**WHAT YOU ARE ASKED TO DO**
Please turn every line of the records below into a Markdown table with two columns, Row for the row number and Line for the line itself, leaving out blank lines.
══════════════════════════════
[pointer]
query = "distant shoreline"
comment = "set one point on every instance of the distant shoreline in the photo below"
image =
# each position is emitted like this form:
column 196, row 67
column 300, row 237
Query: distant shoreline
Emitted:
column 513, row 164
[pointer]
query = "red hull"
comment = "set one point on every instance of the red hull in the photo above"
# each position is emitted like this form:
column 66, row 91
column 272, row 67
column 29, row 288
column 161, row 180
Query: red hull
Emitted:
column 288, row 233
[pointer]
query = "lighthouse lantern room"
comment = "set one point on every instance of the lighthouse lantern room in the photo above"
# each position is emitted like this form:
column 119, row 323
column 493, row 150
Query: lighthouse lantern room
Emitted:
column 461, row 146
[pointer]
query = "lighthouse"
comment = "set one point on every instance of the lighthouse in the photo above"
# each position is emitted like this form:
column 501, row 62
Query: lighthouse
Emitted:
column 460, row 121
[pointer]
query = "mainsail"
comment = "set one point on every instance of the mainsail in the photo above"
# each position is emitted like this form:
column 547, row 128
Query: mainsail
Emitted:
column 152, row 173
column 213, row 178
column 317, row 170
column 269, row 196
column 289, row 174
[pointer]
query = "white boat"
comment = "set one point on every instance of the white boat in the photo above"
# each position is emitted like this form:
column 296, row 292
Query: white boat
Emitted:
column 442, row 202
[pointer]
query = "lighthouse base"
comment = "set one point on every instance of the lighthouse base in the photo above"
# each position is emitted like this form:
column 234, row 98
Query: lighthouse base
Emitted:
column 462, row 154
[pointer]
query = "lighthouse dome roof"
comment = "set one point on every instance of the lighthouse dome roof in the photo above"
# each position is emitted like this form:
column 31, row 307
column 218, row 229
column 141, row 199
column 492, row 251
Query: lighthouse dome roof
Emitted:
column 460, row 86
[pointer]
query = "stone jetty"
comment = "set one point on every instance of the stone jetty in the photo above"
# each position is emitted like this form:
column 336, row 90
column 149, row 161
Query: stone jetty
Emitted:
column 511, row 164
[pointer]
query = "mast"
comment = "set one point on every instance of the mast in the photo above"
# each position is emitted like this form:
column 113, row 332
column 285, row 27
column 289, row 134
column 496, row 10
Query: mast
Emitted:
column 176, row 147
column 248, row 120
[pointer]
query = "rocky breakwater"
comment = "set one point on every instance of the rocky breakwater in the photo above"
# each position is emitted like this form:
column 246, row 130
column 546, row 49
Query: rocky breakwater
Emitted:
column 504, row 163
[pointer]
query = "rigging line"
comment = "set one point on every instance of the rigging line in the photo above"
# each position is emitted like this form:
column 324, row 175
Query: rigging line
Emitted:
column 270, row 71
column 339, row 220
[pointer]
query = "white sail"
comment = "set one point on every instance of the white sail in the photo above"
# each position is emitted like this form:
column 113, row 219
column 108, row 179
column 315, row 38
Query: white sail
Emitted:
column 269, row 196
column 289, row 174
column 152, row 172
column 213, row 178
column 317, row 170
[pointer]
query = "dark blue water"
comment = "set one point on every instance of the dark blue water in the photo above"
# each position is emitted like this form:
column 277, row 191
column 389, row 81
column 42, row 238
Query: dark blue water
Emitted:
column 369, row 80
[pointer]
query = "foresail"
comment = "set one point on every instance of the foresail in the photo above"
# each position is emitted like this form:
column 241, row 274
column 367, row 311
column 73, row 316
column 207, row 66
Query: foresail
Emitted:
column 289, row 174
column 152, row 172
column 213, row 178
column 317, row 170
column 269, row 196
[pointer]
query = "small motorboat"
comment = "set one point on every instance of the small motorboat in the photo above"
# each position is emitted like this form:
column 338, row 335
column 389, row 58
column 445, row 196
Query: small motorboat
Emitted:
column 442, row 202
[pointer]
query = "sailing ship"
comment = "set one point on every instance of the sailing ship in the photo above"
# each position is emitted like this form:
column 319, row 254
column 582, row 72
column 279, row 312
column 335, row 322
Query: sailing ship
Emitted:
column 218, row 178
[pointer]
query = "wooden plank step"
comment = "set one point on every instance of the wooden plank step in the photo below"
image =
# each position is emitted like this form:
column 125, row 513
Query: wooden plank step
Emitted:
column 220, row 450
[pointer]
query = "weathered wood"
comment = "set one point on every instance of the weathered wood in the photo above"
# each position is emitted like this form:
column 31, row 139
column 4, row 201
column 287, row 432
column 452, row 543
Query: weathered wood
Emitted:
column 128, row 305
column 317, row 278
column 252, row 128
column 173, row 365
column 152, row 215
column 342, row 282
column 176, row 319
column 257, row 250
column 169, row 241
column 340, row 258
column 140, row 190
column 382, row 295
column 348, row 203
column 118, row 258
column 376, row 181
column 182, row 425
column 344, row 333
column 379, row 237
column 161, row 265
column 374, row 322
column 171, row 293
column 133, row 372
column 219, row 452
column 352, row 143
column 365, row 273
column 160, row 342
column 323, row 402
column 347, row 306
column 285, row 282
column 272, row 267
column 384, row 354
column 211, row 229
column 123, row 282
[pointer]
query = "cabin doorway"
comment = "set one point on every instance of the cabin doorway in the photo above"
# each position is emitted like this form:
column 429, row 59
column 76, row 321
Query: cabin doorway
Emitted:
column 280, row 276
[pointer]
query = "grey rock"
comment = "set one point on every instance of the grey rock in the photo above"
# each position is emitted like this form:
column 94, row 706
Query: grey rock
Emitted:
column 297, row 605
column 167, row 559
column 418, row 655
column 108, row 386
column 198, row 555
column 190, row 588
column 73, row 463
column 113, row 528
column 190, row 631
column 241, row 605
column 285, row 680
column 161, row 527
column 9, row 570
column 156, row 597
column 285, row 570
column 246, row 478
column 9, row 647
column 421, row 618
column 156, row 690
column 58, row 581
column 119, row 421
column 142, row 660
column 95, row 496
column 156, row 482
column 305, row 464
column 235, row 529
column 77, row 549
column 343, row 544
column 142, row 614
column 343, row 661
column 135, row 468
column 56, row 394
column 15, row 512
══════════════════════════════
**TASK SOLUTION**
| Row | Line |
|---|---|
| 1 | [pointer] |
| 2 | query = "distant shoreline" |
| 3 | comment = "set one point on every instance of the distant shoreline in the photo below" |
| 4 | image = |
| 5 | # each position is emitted like this form: |
| 6 | column 196, row 67 |
| 7 | column 300, row 237 |
| 8 | Query: distant shoreline |
| 9 | Emitted: |
| 10 | column 513, row 164 |
| 11 | [pointer] |
| 12 | query = "red hull" |
| 13 | comment = "set one point on every instance of the red hull in the photo above" |
| 14 | # each position is emitted like this form: |
| 15 | column 66, row 91 |
| 16 | column 272, row 67 |
| 17 | column 29, row 288 |
| 18 | column 161, row 180 |
| 19 | Query: red hull |
| 20 | Emitted: |
| 21 | column 288, row 233 |
| 22 | [pointer] |
| 23 | query = "lighthouse lantern room" |
| 24 | comment = "set one point on every instance of the lighthouse lantern room in the photo above" |
| 25 | # each position is emitted like this form: |
| 26 | column 119, row 323 |
| 27 | column 493, row 150 |
| 28 | Query: lighthouse lantern room |
| 29 | Emitted: |
| 30 | column 461, row 146 |
| 31 | [pointer] |
| 32 | query = "lighthouse" |
| 33 | comment = "set one point on every instance of the lighthouse in the photo above" |
| 34 | # each position is emitted like this form: |
| 35 | column 501, row 62 |
| 36 | Query: lighthouse |
| 37 | Emitted: |
| 38 | column 460, row 121 |
| 39 | [pointer] |
| 40 | query = "mainsail" |
| 41 | comment = "set one point on every instance of the mainsail in the photo above" |
| 42 | # each position is emitted like this form: |
| 43 | column 547, row 128 |
| 44 | Query: mainsail |
| 45 | Emitted: |
| 46 | column 152, row 173 |
| 47 | column 213, row 178 |
| 48 | column 317, row 170 |
| 49 | column 269, row 196 |
| 50 | column 289, row 174 |
| 51 | [pointer] |
| 52 | query = "white boat" |
| 53 | comment = "set one point on every instance of the white boat in the photo above" |
| 54 | # each position is emitted like this form: |
| 55 | column 296, row 292 |
| 56 | Query: white boat |
| 57 | Emitted: |
| 58 | column 442, row 202 |
| 59 | [pointer] |
| 60 | query = "lighthouse base" |
| 61 | comment = "set one point on every instance of the lighthouse base in the photo above" |
| 62 | # each position is emitted like this form: |
| 63 | column 234, row 98 |
| 64 | Query: lighthouse base |
| 65 | Emitted: |
| 66 | column 462, row 154 |
| 67 | [pointer] |
| 68 | query = "lighthouse dome roof" |
| 69 | comment = "set one point on every instance of the lighthouse dome roof in the photo above" |
| 70 | # each position is emitted like this form: |
| 71 | column 31, row 307 |
| 72 | column 218, row 229 |
| 73 | column 141, row 199 |
| 74 | column 492, row 251 |
| 75 | Query: lighthouse dome roof |
| 76 | Emitted: |
| 77 | column 460, row 86 |
| 78 | [pointer] |
| 79 | query = "stone jetty" |
| 80 | comment = "set one point on every instance of the stone jetty in the photo above" |
| 81 | # each position is emitted like this form: |
| 82 | column 336, row 90 |
| 83 | column 149, row 161 |
| 84 | Query: stone jetty |
| 85 | Emitted: |
| 86 | column 511, row 164 |
| 87 | [pointer] |
| 88 | query = "mast" |
| 89 | comment = "set one point on every instance of the mast in the photo above" |
| 90 | # each position is emitted like this form: |
| 91 | column 113, row 332 |
| 92 | column 285, row 27 |
| 93 | column 289, row 134 |
| 94 | column 496, row 10 |
| 95 | Query: mast |
| 96 | Emitted: |
| 97 | column 176, row 147 |
| 98 | column 248, row 120 |
| 99 | [pointer] |
| 100 | query = "rocky breakwater" |
| 101 | comment = "set one point on every instance of the rocky breakwater in the photo above" |
| 102 | # each position is emitted like this form: |
| 103 | column 246, row 130 |
| 104 | column 546, row 49 |
| 105 | Query: rocky breakwater |
| 106 | Emitted: |
| 107 | column 504, row 163 |
| 108 | [pointer] |
| 109 | query = "rigging line" |
| 110 | comment = "set one point on every instance of the rigging line in the photo above" |
| 111 | # each position is emitted like this form: |
| 112 | column 324, row 175 |
| 113 | Query: rigging line |
| 114 | Emitted: |
| 115 | column 270, row 71 |
| 116 | column 339, row 220 |
| 117 | [pointer] |
| 118 | query = "white sail" |
| 119 | comment = "set one point on every instance of the white sail in the photo above" |
| 120 | # each position is emitted like this form: |
| 121 | column 113, row 219 |
| 122 | column 108, row 179 |
| 123 | column 315, row 38 |
| 124 | Query: white sail |
| 125 | Emitted: |
| 126 | column 269, row 196 |
| 127 | column 289, row 174 |
| 128 | column 152, row 172 |
| 129 | column 213, row 178 |
| 130 | column 317, row 170 |
| 131 | [pointer] |
| 132 | query = "dark blue water" |
| 133 | comment = "set one point on every instance of the dark blue water in the photo above" |
| 134 | # each position is emitted like this form: |
| 135 | column 277, row 191 |
| 136 | column 389, row 81 |
| 137 | column 42, row 238 |
| 138 | Query: dark blue water |
| 139 | Emitted: |
| 140 | column 369, row 80 |
| 141 | [pointer] |
| 142 | query = "foresail" |
| 143 | comment = "set one point on every instance of the foresail in the photo above" |
| 144 | # each position is emitted like this form: |
| 145 | column 241, row 274 |
| 146 | column 367, row 311 |
| 147 | column 73, row 316 |
| 148 | column 207, row 66 |
| 149 | Query: foresail |
| 150 | Emitted: |
| 151 | column 289, row 174 |
| 152 | column 152, row 172 |
| 153 | column 213, row 178 |
| 154 | column 317, row 170 |
| 155 | column 269, row 196 |
| 156 | [pointer] |
| 157 | query = "small motorboat" |
| 158 | comment = "set one point on every instance of the small motorboat in the photo above" |
| 159 | # each position is emitted like this form: |
| 160 | column 338, row 335 |
| 161 | column 389, row 58 |
| 162 | column 445, row 196 |
| 163 | Query: small motorboat |
| 164 | Emitted: |
| 165 | column 442, row 202 |
| 166 | [pointer] |
| 167 | query = "sailing ship" |
| 168 | comment = "set one point on every instance of the sailing ship in the photo above" |
| 169 | # each position is emitted like this form: |
| 170 | column 319, row 254 |
| 171 | column 582, row 72 |
| 172 | column 279, row 312 |
| 173 | column 335, row 322 |
| 174 | Query: sailing ship |
| 175 | Emitted: |
| 176 | column 218, row 178 |
| 177 | [pointer] |
| 178 | query = "wooden plank step" |
| 179 | comment = "set one point on every instance of the wooden plank step in the photo below" |
| 180 | image = |
| 181 | # each position is emitted like this form: |
| 182 | column 125, row 513 |
| 183 | Query: wooden plank step |
| 184 | Emitted: |
| 185 | column 220, row 450 |
| 186 | [pointer] |
| 187 | query = "weathered wood" |
| 188 | comment = "set one point on every instance of the weathered wood in the photo above" |
| 189 | # each position is emitted like this form: |
| 190 | column 31, row 139 |
| 191 | column 4, row 201 |
| 192 | column 287, row 432 |
| 193 | column 452, row 543 |
| 194 | Query: weathered wood |
| 195 | Emitted: |
| 196 | column 128, row 305 |
| 197 | column 317, row 278 |
| 198 | column 252, row 128 |
| 199 | column 173, row 365 |
| 200 | column 152, row 215 |
| 201 | column 342, row 282 |
| 202 | column 176, row 319 |
| 203 | column 257, row 250 |
| 204 | column 169, row 241 |
| 205 | column 340, row 258 |
| 206 | column 140, row 190 |
| 207 | column 382, row 295 |
| 208 | column 348, row 203 |
| 209 | column 118, row 258 |
| 210 | column 376, row 181 |
| 211 | column 182, row 425 |
| 212 | column 344, row 333 |
| 213 | column 379, row 237 |
| 214 | column 161, row 265 |
| 215 | column 374, row 322 |
| 216 | column 171, row 293 |
| 217 | column 133, row 372 |
| 218 | column 219, row 452 |
| 219 | column 352, row 143 |
| 220 | column 365, row 273 |
| 221 | column 160, row 342 |
| 222 | column 323, row 402 |
| 223 | column 347, row 306 |
| 224 | column 285, row 282 |
| 225 | column 272, row 267 |
| 226 | column 384, row 354 |
| 227 | column 211, row 229 |
| 228 | column 123, row 282 |
| 229 | [pointer] |
| 230 | query = "cabin doorway" |
| 231 | comment = "set one point on every instance of the cabin doorway in the photo above" |
| 232 | # each position is emitted like this form: |
| 233 | column 429, row 59 |
| 234 | column 76, row 321 |
| 235 | Query: cabin doorway |
| 236 | Emitted: |
| 237 | column 280, row 276 |
| 238 | [pointer] |
| 239 | query = "grey rock" |
| 240 | comment = "set one point on every instance of the grey rock in the photo above" |
| 241 | # each position is emitted like this form: |
| 242 | column 94, row 706 |
| 243 | Query: grey rock |
| 244 | Emitted: |
| 245 | column 297, row 605 |
| 246 | column 167, row 559 |
| 247 | column 418, row 655 |
| 248 | column 108, row 386 |
| 249 | column 198, row 555 |
| 250 | column 190, row 588 |
| 251 | column 73, row 463 |
| 252 | column 113, row 528 |
| 253 | column 190, row 631 |
| 254 | column 241, row 605 |
| 255 | column 285, row 680 |
| 256 | column 161, row 527 |
| 257 | column 9, row 570 |
| 258 | column 156, row 597 |
| 259 | column 285, row 570 |
| 260 | column 246, row 478 |
| 261 | column 9, row 647 |
| 262 | column 421, row 618 |
| 263 | column 156, row 690 |
| 264 | column 58, row 581 |
| 265 | column 119, row 421 |
| 266 | column 142, row 660 |
| 267 | column 95, row 496 |
| 268 | column 156, row 482 |
| 269 | column 305, row 464 |
| 270 | column 235, row 529 |
| 271 | column 77, row 549 |
| 272 | column 343, row 544 |
| 273 | column 142, row 614 |
| 274 | column 343, row 661 |
| 275 | column 135, row 468 |
| 276 | column 56, row 394 |
| 277 | column 15, row 512 |